- [WRITTEN REQUEST 1] In the selkie passage below, reproduce word for word the stretch from "They were married" through "her seal skin.".
- [WRITTEN REQUEST 2] In the selkie passage below, where did the son find the coat of silky fur?
====== PROVIDED PASSAGE
They were married and in time she gave him a beautiful son, one who brought light and laughter to her days. But as the years wore on, the selkie grew thin, pale and sickly. Her heart longed for the sea. If she continued on this way, she likely wouldn’t live to see next summer. When the seven years ended, the selkie demanded that her husband return what he promised her, but once again he refused; he was afraid that she would leave him if he gave back her seal skin.
As it so happened, their son wandered into the barn the following morning and found a beautiful, soft coat of silky fur hidden on one of the beams. Inhaling the sweet familiar scent, he knew at once that it belonged to his mother. The selkie was overjoyed when he brought it to her and flew to the shore, wrapping herself in her skin and becoming whole again. The son chased after her, begging her to take him with her. Alas, he was mortal and she was not, so the only thing she could do was give him a small glimpse of her world beneath the waves before returning him home to his father.
============
====== RECORD SET
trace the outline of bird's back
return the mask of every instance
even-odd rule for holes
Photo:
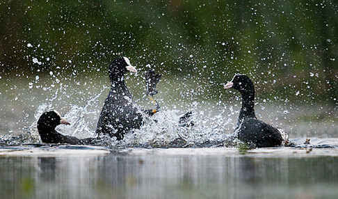
[[[258,148],[278,146],[283,140],[278,129],[255,118],[245,119],[237,132],[239,140]]]
[[[131,129],[140,128],[142,120],[129,91],[112,89],[104,102],[96,132],[115,136],[120,140]]]

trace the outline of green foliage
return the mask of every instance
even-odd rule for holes
[[[124,54],[138,67],[150,63],[170,75],[219,84],[246,73],[264,79],[263,95],[274,89],[291,100],[337,103],[338,3],[321,2],[6,1],[0,72],[60,67],[95,73]],[[299,90],[305,91],[295,96]]]

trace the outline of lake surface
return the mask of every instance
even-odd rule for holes
[[[128,86],[137,103],[149,107],[143,98],[145,89],[137,82],[143,80],[136,79],[128,79]],[[156,95],[162,109],[154,116],[158,122],[150,121],[124,141],[112,141],[103,147],[40,145],[36,122],[47,110],[59,111],[71,122],[58,127],[61,133],[79,138],[95,136],[108,92],[108,78],[71,79],[48,74],[0,79],[1,198],[338,196],[337,106],[311,100],[295,103],[287,97],[272,102],[258,95],[257,117],[284,129],[295,138],[297,148],[247,152],[219,146],[172,148],[170,143],[178,137],[190,146],[222,142],[233,132],[240,100],[238,93],[209,96],[203,88],[203,92],[197,92],[200,88],[193,82],[182,80],[181,83],[181,79],[164,77]],[[182,131],[177,116],[190,110],[194,111],[195,125]],[[18,135],[22,136],[10,138]],[[304,145],[308,137],[312,145]],[[29,143],[35,144],[26,145]],[[116,145],[119,149],[114,149]],[[145,148],[130,148],[133,145]]]
[[[0,150],[2,198],[338,196],[338,149],[19,148]]]

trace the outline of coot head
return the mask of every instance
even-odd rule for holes
[[[241,74],[236,74],[232,80],[224,86],[224,88],[234,88],[239,90],[241,93],[255,92],[252,81],[248,76]]]
[[[122,78],[127,71],[137,72],[136,69],[130,64],[129,59],[125,56],[121,56],[113,61],[109,65],[108,70],[109,77],[112,81]]]
[[[60,113],[56,111],[43,113],[38,121],[38,128],[39,126],[45,126],[54,129],[58,125],[70,124],[65,118],[61,118]]]

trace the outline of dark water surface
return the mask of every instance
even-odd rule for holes
[[[8,150],[10,151],[10,150]],[[96,151],[96,154],[88,152]],[[1,198],[337,198],[338,150],[58,149],[0,155]],[[39,153],[39,152],[42,152]],[[68,152],[68,153],[67,153]]]

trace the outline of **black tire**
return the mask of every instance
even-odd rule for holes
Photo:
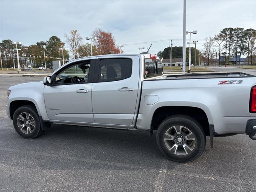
============
- [PROBLEM SOLUTION 1]
They were married and in time she gave him a beautiful son, one who brought light and laughter to her days. But as the years wore on, the selkie grew thin, pale and sickly. Her heart longed for the sea. If she continued on this way, she likely wouldn’t live to see next summer. When the seven years ended, the selkie demanded that her husband return what he promised her, but once again he refused; he was afraid that she would leave him if he gave back her seal skin.

- [PROBLEM SOLUTION 2] He found it hidden on one of the beams in the barn.